[SOURCE EXTRACT Boundary: Start]

Published in Tasha’s Cauldron of Everything and beyond, no Lineage exists prior to the introduction of the Customizing Your Origin rules, and as such each lineage has flexible ability score increases. Every Lineage has the choice of +2/+1 increases or three +1 increases except for the Custom Lineage which only receives a single +2 increase.

Lineages are applied on top of a base race. While the Custom Lineage isn’t affected by your base race, the three lineages published in Van Richten’s Guide to Ravenloft (Dhampir, Hexblade, and Reborn) borrow from your base race thanks to the Ancestral Legacy trait. Despite selecting a base race, you do not count as a member of your race for the purposes of any other effect, such as qualifying for feats or using magic items.

Custom LineageTCoE

+2 to either Strength or Dexterity, Darkvision or a skill, and a feat. Excellent, but in many cases the Variant Human’s split increases may be more effective so that you can also start with 16 in Strength or Dexterity and 16 in Constitution.


The Dhampir’s Vampiric Bite is a powerful option for the Fighter, allowing you to build around a single ability score. Building around Constitution makes you unusually durable with only a minor reduction in damage output (compare Vampiric Bite’s 1d4 to a longsword’s 1d8). Spider Climb allows you to easily bypass many obstacles, and Ancestral Legacy lets you get another movement type (flight most likely) or two additional skills to expand your capabilities outside of combat.

[SOURCE EXTRACT Boundary: End]
[PROVIDED DATA Boundary: Start]

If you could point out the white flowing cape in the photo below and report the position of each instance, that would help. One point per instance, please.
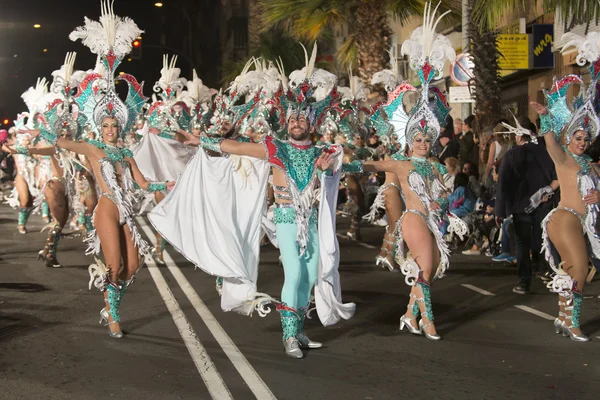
(160, 159)
(214, 215)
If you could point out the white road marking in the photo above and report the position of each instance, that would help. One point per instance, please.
(241, 364)
(478, 290)
(206, 368)
(536, 312)
(368, 246)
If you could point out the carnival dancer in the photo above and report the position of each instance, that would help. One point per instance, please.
(309, 250)
(569, 228)
(352, 118)
(161, 154)
(114, 168)
(420, 180)
(26, 188)
(388, 196)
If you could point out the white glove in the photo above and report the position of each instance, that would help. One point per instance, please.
(536, 199)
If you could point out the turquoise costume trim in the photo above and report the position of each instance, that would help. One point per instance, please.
(576, 312)
(114, 154)
(289, 322)
(114, 300)
(355, 167)
(425, 288)
(298, 162)
(583, 161)
(166, 135)
(300, 271)
(23, 215)
(157, 187)
(287, 215)
(49, 137)
(211, 143)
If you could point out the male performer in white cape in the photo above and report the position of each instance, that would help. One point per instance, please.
(214, 217)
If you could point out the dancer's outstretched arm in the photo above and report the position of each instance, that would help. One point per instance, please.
(67, 144)
(554, 148)
(221, 145)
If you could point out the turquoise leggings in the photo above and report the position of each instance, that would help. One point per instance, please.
(300, 272)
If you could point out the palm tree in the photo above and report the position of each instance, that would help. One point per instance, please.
(364, 24)
(485, 17)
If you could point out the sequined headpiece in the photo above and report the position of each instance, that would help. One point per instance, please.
(312, 91)
(518, 130)
(111, 39)
(428, 52)
(586, 105)
(352, 114)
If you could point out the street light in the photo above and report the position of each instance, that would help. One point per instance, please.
(186, 15)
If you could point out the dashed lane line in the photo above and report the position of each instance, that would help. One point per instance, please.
(204, 364)
(241, 364)
(478, 290)
(366, 245)
(536, 312)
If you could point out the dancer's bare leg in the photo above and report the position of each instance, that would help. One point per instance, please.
(160, 243)
(106, 222)
(424, 251)
(565, 232)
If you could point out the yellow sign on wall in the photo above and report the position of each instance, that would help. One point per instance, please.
(514, 51)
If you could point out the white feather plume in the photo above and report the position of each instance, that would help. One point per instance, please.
(197, 92)
(588, 46)
(425, 44)
(356, 91)
(35, 96)
(111, 32)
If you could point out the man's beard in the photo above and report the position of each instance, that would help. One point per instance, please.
(304, 135)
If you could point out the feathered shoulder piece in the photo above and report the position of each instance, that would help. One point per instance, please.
(111, 39)
(517, 130)
(585, 107)
(428, 52)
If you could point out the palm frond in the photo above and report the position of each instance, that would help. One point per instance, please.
(347, 53)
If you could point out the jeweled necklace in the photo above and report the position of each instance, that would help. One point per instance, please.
(583, 161)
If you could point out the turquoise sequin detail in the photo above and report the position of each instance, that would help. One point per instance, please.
(425, 168)
(157, 187)
(427, 300)
(287, 215)
(415, 309)
(113, 153)
(289, 323)
(114, 301)
(166, 135)
(355, 167)
(211, 143)
(23, 216)
(583, 161)
(577, 300)
(49, 137)
(299, 162)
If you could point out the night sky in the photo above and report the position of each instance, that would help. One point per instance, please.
(58, 18)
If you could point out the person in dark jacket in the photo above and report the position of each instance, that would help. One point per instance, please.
(469, 149)
(526, 173)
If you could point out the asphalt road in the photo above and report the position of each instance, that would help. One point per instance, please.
(180, 345)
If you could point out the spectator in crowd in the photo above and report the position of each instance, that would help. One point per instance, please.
(469, 151)
(461, 201)
(458, 127)
(453, 168)
(526, 170)
(471, 172)
(500, 144)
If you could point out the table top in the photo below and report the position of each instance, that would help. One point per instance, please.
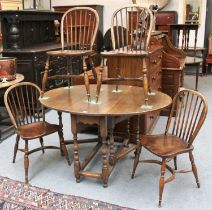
(126, 102)
(19, 78)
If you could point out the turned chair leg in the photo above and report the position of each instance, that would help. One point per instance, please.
(41, 143)
(194, 168)
(175, 162)
(63, 147)
(136, 160)
(16, 147)
(26, 161)
(162, 181)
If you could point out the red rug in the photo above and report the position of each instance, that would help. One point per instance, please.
(19, 196)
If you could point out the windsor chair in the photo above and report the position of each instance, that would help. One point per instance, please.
(181, 130)
(184, 41)
(209, 57)
(78, 32)
(28, 117)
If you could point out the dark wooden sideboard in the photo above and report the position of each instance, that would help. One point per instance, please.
(165, 73)
(163, 21)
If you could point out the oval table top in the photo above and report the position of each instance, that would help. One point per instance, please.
(126, 102)
(19, 78)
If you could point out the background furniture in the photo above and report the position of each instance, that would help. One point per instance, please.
(163, 21)
(181, 130)
(111, 108)
(23, 105)
(99, 8)
(209, 57)
(185, 31)
(6, 127)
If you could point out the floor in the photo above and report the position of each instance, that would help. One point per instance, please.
(51, 170)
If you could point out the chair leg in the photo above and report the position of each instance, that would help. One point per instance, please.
(136, 160)
(206, 68)
(41, 143)
(175, 162)
(26, 161)
(162, 181)
(63, 147)
(16, 147)
(194, 168)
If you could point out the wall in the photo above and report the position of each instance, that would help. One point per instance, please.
(111, 5)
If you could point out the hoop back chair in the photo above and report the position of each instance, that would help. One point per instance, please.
(187, 115)
(79, 27)
(184, 41)
(22, 102)
(209, 57)
(131, 28)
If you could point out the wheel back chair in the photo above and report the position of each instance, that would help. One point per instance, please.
(209, 57)
(131, 28)
(78, 32)
(28, 117)
(188, 45)
(187, 115)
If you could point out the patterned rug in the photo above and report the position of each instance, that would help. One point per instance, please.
(19, 196)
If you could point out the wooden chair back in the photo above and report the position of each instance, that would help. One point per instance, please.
(188, 112)
(79, 27)
(210, 44)
(131, 28)
(183, 34)
(23, 105)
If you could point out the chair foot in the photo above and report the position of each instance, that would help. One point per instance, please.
(159, 204)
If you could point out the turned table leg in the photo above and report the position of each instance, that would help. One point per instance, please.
(103, 134)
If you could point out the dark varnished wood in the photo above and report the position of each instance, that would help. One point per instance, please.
(28, 117)
(209, 57)
(185, 30)
(127, 102)
(188, 113)
(111, 108)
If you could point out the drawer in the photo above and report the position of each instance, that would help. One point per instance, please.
(151, 120)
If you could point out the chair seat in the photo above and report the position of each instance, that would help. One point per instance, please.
(36, 130)
(70, 52)
(209, 58)
(193, 60)
(165, 145)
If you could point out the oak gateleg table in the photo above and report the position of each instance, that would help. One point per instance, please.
(113, 106)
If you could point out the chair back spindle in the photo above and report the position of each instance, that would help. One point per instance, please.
(187, 115)
(131, 28)
(23, 105)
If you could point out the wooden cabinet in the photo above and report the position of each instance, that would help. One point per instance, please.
(27, 35)
(99, 8)
(163, 21)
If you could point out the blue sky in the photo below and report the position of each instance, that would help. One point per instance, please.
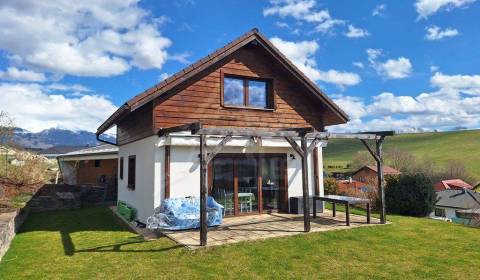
(403, 65)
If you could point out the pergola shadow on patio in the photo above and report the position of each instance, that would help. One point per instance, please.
(258, 227)
(291, 135)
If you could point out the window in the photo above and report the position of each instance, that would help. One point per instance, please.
(131, 172)
(439, 212)
(244, 92)
(121, 168)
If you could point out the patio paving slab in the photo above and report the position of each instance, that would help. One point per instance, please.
(258, 227)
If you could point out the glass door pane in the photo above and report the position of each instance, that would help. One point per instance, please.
(271, 183)
(223, 189)
(247, 180)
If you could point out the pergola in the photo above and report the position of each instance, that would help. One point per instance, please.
(304, 133)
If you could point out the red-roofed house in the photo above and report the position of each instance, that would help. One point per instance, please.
(368, 173)
(452, 184)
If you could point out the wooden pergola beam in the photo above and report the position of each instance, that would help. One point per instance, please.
(193, 127)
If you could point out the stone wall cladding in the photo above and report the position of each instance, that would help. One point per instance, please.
(10, 224)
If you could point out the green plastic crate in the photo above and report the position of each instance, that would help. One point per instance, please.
(126, 211)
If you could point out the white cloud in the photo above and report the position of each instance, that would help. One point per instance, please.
(41, 109)
(303, 11)
(399, 68)
(379, 10)
(163, 76)
(469, 84)
(354, 32)
(436, 33)
(455, 102)
(426, 8)
(99, 38)
(302, 55)
(15, 74)
(68, 87)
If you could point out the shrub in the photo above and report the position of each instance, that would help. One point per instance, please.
(410, 194)
(330, 185)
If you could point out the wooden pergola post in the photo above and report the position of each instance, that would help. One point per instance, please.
(203, 190)
(378, 156)
(305, 187)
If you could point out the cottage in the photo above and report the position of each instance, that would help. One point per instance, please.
(243, 125)
(455, 205)
(93, 166)
(452, 184)
(368, 173)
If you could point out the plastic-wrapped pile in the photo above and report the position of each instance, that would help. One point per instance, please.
(184, 213)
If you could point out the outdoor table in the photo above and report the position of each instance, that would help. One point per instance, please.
(346, 200)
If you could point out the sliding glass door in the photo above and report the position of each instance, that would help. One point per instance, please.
(249, 183)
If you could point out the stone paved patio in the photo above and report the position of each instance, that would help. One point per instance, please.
(255, 227)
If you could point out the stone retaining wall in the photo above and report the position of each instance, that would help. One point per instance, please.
(10, 223)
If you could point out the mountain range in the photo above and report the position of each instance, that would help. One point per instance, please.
(55, 137)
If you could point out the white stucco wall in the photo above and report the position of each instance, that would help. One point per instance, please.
(148, 187)
(185, 168)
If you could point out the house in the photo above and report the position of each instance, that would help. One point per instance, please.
(452, 184)
(368, 173)
(245, 87)
(94, 166)
(351, 187)
(453, 204)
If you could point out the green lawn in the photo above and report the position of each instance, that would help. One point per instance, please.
(91, 244)
(440, 146)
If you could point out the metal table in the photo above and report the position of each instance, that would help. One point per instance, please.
(346, 200)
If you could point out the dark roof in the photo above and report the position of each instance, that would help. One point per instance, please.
(103, 149)
(452, 184)
(190, 71)
(463, 199)
(387, 170)
(59, 150)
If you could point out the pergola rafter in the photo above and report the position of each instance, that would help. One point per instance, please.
(303, 150)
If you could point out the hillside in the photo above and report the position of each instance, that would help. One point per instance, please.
(440, 146)
(55, 137)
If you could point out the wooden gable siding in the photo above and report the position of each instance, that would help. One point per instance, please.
(200, 98)
(137, 125)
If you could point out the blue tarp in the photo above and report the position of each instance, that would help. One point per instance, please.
(184, 213)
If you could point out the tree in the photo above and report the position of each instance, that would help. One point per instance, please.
(410, 194)
(6, 128)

[PROVIDED DATA Boundary: End]

TASKS:
A. From the text about lineages, return the stretch from "The Dhampir’s Vampiric" through "outside of combat.".
B. List every Dhampir trait named in the final paragraph of the lineage text.
C. Decide whether each statement agrees with the lineage text, answering yes or no and quoting the words that settle it: (i) The Custom Lineage may take three +1 increases. (ii) Lineages are applied on top of a base race. (iii) A character with a lineage counts as a member of the base race when qualifying for feats.
Rely only on the text about lineages, not on any outside knowledge.

RESULTS:
A.
The Dhampir’s Vampiric Bite is a powerful option for the Fighter, allowing you to build around a single ability score. Building around Constitution makes you unusually durable with only a minor reduction in damage output (compare Vampiric Bite’s 1d4 to a longsword’s 1d8). Spider Climb allows you to easily bypass many obstacles, and Ancestral Legacy lets you get another movement type (flight most likely) or two additional skills to expand your capabilities outside of combat.

B. Vampiric Bite, Spider Climb, Ancestral Legacy

C.
(i) No: "except for the Custom Lineage which only receives a single +2 increase"
(ii) Yes: "Lineages are applied on top of a base race."
(iii) No: "you do not count as a member of your race for the purposes of any other effect, such as qualifying for feats or using magic items"